(Work item): With pictures left out, extract every line between the start of the records below and the line holding "fence using the picture above.", inclusive.

-------- Dataset content

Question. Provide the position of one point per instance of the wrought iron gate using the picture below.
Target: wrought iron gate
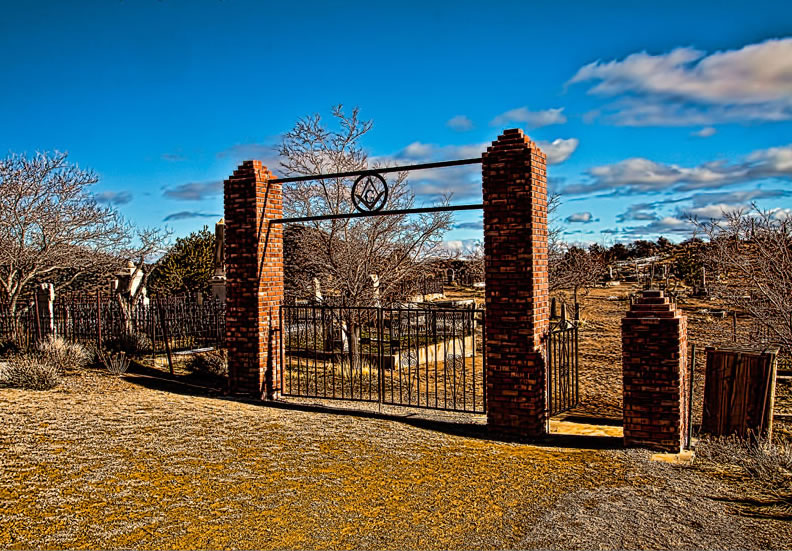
(562, 364)
(417, 357)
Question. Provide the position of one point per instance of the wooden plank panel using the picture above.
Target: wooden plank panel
(739, 392)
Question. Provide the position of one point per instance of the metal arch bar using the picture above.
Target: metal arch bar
(379, 213)
(382, 170)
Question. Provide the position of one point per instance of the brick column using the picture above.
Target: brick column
(254, 286)
(514, 181)
(654, 361)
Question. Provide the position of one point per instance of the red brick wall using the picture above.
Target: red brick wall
(514, 181)
(254, 287)
(654, 363)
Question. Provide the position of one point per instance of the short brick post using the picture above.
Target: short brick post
(514, 182)
(254, 286)
(654, 363)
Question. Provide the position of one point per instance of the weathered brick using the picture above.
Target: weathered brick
(515, 244)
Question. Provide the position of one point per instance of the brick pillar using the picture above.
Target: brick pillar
(254, 286)
(514, 181)
(654, 363)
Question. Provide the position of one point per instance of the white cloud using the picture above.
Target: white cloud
(639, 175)
(639, 211)
(705, 132)
(532, 119)
(740, 197)
(113, 197)
(581, 217)
(686, 86)
(664, 226)
(559, 150)
(460, 123)
(714, 211)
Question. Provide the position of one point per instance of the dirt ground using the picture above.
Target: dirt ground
(145, 462)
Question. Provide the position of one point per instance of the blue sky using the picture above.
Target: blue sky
(648, 111)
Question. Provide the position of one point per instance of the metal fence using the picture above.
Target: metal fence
(417, 357)
(562, 353)
(164, 324)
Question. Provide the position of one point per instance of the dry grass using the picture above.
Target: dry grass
(133, 462)
(63, 354)
(119, 465)
(29, 372)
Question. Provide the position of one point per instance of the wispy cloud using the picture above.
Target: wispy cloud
(740, 197)
(173, 157)
(639, 175)
(639, 211)
(464, 182)
(267, 153)
(532, 119)
(559, 150)
(581, 218)
(479, 225)
(195, 191)
(705, 132)
(687, 86)
(668, 225)
(187, 214)
(113, 197)
(460, 123)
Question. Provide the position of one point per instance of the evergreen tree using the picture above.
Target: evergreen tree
(187, 268)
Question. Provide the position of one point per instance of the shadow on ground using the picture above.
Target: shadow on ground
(194, 385)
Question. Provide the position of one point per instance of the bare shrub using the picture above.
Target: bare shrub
(115, 362)
(757, 458)
(214, 363)
(29, 372)
(63, 354)
(8, 347)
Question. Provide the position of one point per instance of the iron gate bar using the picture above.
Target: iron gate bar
(304, 340)
(378, 213)
(370, 171)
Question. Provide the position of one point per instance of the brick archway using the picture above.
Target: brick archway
(514, 182)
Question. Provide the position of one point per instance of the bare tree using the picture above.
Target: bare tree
(750, 252)
(576, 269)
(52, 229)
(344, 253)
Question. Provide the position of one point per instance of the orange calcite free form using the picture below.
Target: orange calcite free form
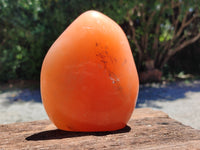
(89, 81)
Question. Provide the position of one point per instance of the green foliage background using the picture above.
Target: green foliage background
(29, 27)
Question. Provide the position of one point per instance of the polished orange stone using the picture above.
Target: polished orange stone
(89, 81)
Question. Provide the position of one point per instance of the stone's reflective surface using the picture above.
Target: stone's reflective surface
(89, 81)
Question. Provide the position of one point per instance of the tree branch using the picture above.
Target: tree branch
(131, 23)
(184, 44)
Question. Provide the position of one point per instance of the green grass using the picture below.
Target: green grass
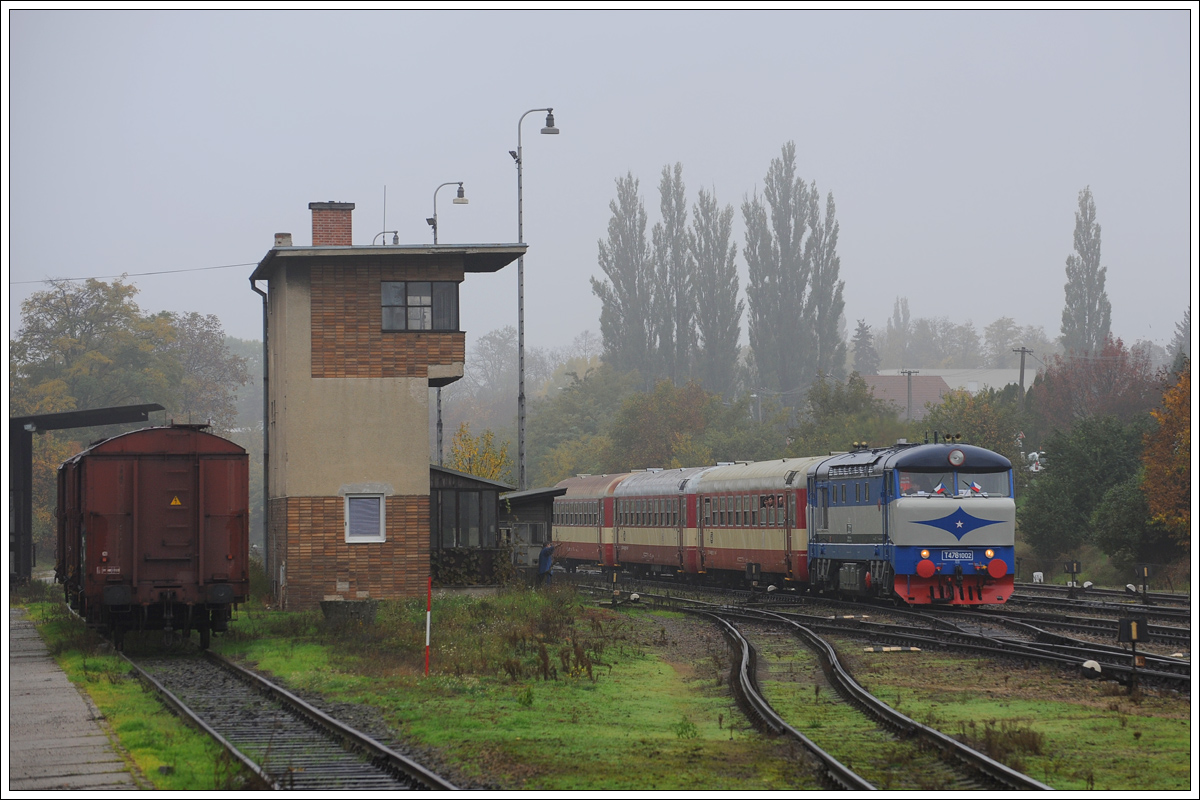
(167, 753)
(1069, 733)
(532, 691)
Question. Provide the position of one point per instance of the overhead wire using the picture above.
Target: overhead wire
(137, 275)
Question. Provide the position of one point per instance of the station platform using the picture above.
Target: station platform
(57, 737)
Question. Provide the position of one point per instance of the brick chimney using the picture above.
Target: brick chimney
(331, 223)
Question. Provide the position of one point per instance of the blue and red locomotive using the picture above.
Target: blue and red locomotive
(154, 531)
(929, 523)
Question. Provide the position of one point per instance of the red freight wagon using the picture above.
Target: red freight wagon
(154, 531)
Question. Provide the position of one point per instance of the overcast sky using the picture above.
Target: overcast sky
(955, 145)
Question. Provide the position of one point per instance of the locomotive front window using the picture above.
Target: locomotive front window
(990, 483)
(365, 518)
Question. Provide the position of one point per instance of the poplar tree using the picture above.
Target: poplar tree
(779, 278)
(867, 360)
(826, 304)
(675, 300)
(718, 306)
(1087, 313)
(627, 320)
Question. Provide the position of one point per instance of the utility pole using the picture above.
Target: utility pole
(1023, 350)
(910, 373)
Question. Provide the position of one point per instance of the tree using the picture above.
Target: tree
(894, 343)
(89, 346)
(826, 304)
(1005, 336)
(685, 426)
(1081, 464)
(867, 360)
(479, 455)
(1086, 314)
(85, 346)
(580, 411)
(675, 296)
(1168, 461)
(1122, 527)
(627, 318)
(988, 419)
(211, 374)
(1111, 382)
(718, 307)
(652, 426)
(1181, 343)
(840, 413)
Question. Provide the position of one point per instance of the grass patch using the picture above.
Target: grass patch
(1068, 733)
(531, 691)
(168, 753)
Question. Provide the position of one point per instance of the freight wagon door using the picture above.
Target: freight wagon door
(225, 491)
(167, 525)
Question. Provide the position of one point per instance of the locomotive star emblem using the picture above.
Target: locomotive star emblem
(959, 523)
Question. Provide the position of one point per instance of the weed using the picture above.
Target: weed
(685, 728)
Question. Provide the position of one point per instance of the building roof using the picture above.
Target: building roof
(972, 380)
(894, 389)
(475, 258)
(534, 494)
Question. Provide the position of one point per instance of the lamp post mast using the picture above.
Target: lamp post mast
(433, 222)
(550, 128)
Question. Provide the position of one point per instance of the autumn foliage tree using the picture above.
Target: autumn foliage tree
(1167, 458)
(479, 455)
(1115, 382)
(988, 419)
(85, 346)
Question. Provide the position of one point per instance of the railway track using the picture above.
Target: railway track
(958, 767)
(287, 743)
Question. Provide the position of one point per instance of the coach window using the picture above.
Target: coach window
(419, 305)
(365, 518)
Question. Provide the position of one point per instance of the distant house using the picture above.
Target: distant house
(355, 337)
(972, 380)
(894, 390)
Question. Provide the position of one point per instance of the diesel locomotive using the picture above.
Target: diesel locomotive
(154, 531)
(923, 523)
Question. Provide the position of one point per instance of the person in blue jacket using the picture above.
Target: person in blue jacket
(545, 561)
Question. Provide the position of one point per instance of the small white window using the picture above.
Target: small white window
(365, 518)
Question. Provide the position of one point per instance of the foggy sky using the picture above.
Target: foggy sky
(955, 145)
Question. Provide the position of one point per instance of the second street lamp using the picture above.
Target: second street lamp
(516, 156)
(461, 199)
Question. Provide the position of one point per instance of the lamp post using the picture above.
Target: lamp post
(461, 199)
(516, 156)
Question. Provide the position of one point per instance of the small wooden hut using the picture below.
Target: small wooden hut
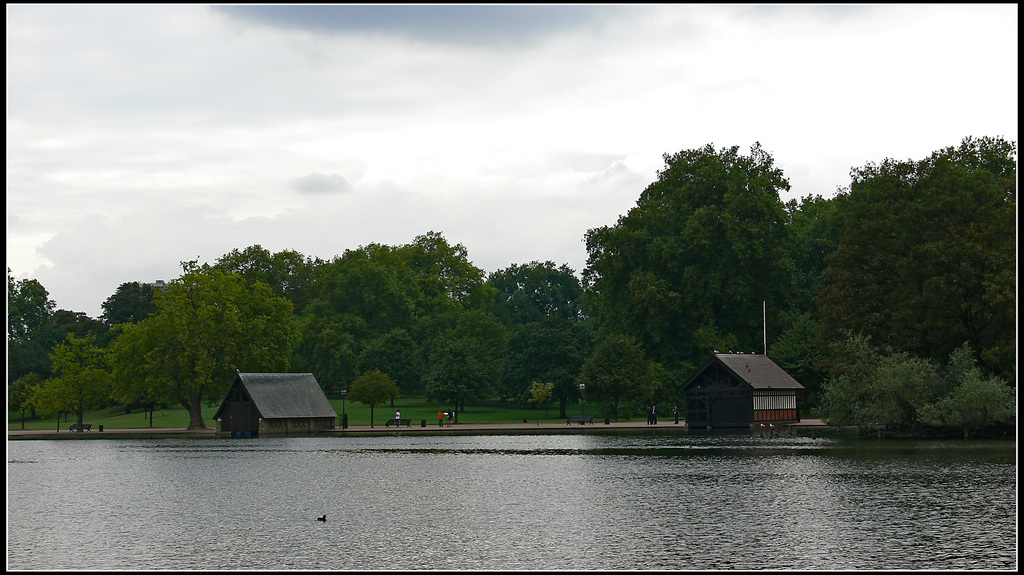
(736, 390)
(274, 404)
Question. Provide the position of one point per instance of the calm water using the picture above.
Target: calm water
(560, 501)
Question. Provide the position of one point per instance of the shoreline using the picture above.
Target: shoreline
(803, 428)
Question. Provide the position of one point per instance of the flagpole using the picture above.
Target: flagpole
(764, 323)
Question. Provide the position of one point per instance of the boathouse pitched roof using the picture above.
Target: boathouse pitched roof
(286, 395)
(757, 370)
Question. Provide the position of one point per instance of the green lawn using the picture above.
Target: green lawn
(416, 408)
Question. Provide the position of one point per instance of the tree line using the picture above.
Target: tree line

----------------

(Answer box):
Question. Provide the position of one point per instance of the wrought iron gate using the picture below.
Target: wrought iron gate
(562, 364)
(417, 357)
Question. Provide the position of one point per instance of the wooden plank panel using the picture above.
Target: wooden plank panel
(739, 392)
Question. Provide the position of one point per instance of the metal arch bar using the picture above.
Target: metal arch bar
(379, 213)
(382, 170)
Question. Provide the position of one point per instance of the brick column using the picture above.
Target: brick column
(254, 286)
(514, 181)
(654, 361)
Question. Provide the position of one point per instance of the red brick wall using the picture above.
Target: red brick wall
(514, 181)
(254, 287)
(654, 363)
Question. Provide the position of one point per instance of the short brick post using the picture above.
Target: short brick post
(514, 182)
(254, 286)
(654, 363)
Question. Provide the position of one point per instance of the weathered brick using the picture above.
Target: weathered brick
(515, 244)
Question. Provide the position of one point per instance of the brick pillar using the picture above.
Target: brick pillar
(254, 286)
(514, 181)
(654, 363)
Question. Provide the position of one point per instance of the white cloud using the picture above.
Target: white cloud
(639, 175)
(639, 211)
(705, 132)
(532, 119)
(740, 197)
(113, 197)
(581, 217)
(686, 86)
(664, 226)
(559, 150)
(460, 123)
(714, 211)
Question. Provide the position of one point per instance of the dirt ground using the picture above.
Target: dirt ground
(145, 462)
Question. Provide the position of one point per instance of the blue sky using the picture above.
Target: blue sky
(648, 111)
Question. Provide the position of one point per instance of the metal fence using the picture above.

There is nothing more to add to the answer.